_TASK INPUTS_
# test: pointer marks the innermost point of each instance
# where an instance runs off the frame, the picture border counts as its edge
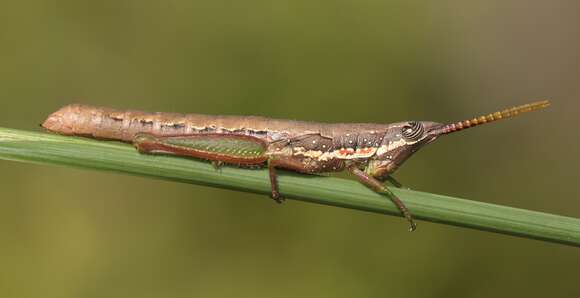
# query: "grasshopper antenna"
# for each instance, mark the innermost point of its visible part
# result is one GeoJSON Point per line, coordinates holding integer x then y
{"type": "Point", "coordinates": [504, 114]}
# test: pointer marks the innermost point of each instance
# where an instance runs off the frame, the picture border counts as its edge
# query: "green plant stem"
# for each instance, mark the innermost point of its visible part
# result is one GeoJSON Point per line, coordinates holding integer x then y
{"type": "Point", "coordinates": [46, 148]}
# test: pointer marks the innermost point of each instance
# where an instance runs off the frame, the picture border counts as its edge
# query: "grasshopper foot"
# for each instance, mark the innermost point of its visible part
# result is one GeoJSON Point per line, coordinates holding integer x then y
{"type": "Point", "coordinates": [277, 197]}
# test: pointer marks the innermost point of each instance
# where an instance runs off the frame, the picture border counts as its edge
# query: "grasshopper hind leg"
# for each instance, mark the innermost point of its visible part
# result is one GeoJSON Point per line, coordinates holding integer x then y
{"type": "Point", "coordinates": [241, 150]}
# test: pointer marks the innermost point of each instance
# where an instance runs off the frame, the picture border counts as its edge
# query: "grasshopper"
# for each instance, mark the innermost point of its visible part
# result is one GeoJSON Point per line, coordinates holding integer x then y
{"type": "Point", "coordinates": [371, 152]}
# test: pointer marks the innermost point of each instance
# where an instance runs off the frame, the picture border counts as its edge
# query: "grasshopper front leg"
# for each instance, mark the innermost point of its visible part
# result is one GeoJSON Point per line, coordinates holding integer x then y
{"type": "Point", "coordinates": [378, 187]}
{"type": "Point", "coordinates": [240, 150]}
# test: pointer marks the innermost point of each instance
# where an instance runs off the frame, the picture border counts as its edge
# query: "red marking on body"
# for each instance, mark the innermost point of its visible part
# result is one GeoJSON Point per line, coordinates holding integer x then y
{"type": "Point", "coordinates": [345, 151]}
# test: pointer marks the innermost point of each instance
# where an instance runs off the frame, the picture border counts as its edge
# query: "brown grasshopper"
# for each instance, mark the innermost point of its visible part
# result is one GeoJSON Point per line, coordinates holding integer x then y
{"type": "Point", "coordinates": [372, 152]}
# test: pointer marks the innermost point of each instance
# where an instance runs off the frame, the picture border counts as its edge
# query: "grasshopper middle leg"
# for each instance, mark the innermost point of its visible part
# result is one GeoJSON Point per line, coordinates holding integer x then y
{"type": "Point", "coordinates": [377, 186]}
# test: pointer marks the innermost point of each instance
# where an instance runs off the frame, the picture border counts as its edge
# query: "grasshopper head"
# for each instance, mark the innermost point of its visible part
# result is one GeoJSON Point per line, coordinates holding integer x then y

_REQUIREMENT_
Find the lines that mention "query" in the entries and show them.

_ANSWER TO THIS EXERCISE_
# query: "grasshopper antenna"
# query: "green plant stem"
# query: "grasshopper foot"
# query: "grasshopper hind leg"
# query: "grasshopper"
# query: "grasshopper front leg"
# query: "red marking on body"
# query: "brown grasshopper"
# query: "grasshopper middle leg"
# query: "grasshopper head"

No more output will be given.